- **Problem to solve**
Output the following lines verbatim, with no changes.

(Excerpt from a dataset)
━━━━━━━━━━━━━━━━

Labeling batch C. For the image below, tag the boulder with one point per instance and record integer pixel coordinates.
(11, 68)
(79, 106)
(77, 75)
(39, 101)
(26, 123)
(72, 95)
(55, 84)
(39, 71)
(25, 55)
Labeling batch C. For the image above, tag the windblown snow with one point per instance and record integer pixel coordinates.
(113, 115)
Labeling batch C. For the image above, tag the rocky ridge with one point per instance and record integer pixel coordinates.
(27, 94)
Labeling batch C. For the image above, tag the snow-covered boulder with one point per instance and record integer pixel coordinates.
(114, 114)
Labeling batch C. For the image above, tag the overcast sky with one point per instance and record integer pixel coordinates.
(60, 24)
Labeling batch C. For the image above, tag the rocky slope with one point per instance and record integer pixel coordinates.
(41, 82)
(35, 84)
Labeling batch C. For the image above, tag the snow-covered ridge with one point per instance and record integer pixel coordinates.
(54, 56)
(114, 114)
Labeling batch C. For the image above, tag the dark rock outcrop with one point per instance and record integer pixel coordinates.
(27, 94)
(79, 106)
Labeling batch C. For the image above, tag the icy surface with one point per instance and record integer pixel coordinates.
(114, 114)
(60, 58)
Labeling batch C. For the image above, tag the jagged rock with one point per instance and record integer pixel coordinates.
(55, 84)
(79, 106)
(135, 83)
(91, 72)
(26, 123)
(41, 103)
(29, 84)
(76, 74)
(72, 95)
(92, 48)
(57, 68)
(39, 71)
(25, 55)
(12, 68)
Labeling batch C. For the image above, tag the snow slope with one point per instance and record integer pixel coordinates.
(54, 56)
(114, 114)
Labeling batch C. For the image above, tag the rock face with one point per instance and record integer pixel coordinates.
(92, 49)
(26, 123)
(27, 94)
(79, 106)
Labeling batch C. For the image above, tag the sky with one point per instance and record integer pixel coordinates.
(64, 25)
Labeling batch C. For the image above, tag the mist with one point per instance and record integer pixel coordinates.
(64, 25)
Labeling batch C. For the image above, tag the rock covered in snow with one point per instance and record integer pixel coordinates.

━━━━━━━━━━━━━━━━

- **Exercise solution**
Labeling batch C. For the image below, tag the boulder with one point per instance and record integer pixel coordinates.
(11, 68)
(79, 106)
(77, 75)
(39, 101)
(26, 123)
(72, 95)
(55, 84)
(39, 71)
(25, 55)
Labeling batch C. For the image above, tag the windblown snow with one point per instance and record integer pixel coordinates.
(113, 115)
Labeling batch C. For the image above, tag the rocky ridge with one point per instance and record integer pixel coordinates.
(27, 94)
Labeling batch C. For the image above, tag the snow-covered boulder with one point per instance and record integer pixel coordinates.
(114, 114)
Labeling batch C. For the image above, tag the overcast sky with one point per instance and record integer pixel coordinates.
(60, 24)
Labeling batch C. For the image above, tag the rocky slope with one point per instance and record integer pixel coordinates.
(41, 82)
(35, 84)
Labeling batch C. For the image above, tag the snow-covered ridge with one point per instance and record integer pixel coordinates.
(54, 56)
(114, 114)
Labeling batch C. For the image above, tag the dark rock outcrop with one point per instance and record integer pixel coordinates.
(27, 94)
(79, 106)
Labeling batch C. For the image above, tag the icy surface with one point per instance and record integer pixel coordinates.
(114, 114)
(60, 58)
Labeling batch C. For the image above, tag the jagged rock with one point per instance and record integer pixel coordinates.
(55, 84)
(79, 106)
(135, 83)
(91, 72)
(26, 123)
(41, 103)
(29, 84)
(76, 74)
(72, 95)
(92, 48)
(57, 68)
(39, 71)
(25, 55)
(12, 68)
Labeling batch C. For the image above, tag the snow slope with one point per instance and record integer pixel coordinates.
(54, 56)
(114, 114)
Labeling batch C. For the image above, tag the rock face with one point per instance and record integer pixel coordinates.
(92, 49)
(26, 123)
(27, 94)
(79, 106)
Labeling batch C. For the image above, tag the sky with one point per instance and record integer pixel coordinates.
(64, 25)
Labeling batch C. For the image above, tag the mist with one point per instance and record integer pixel coordinates.
(64, 25)
Labeling batch C. For the image above, tag the rock covered in snow with one point per instance and record integer pixel coordinates.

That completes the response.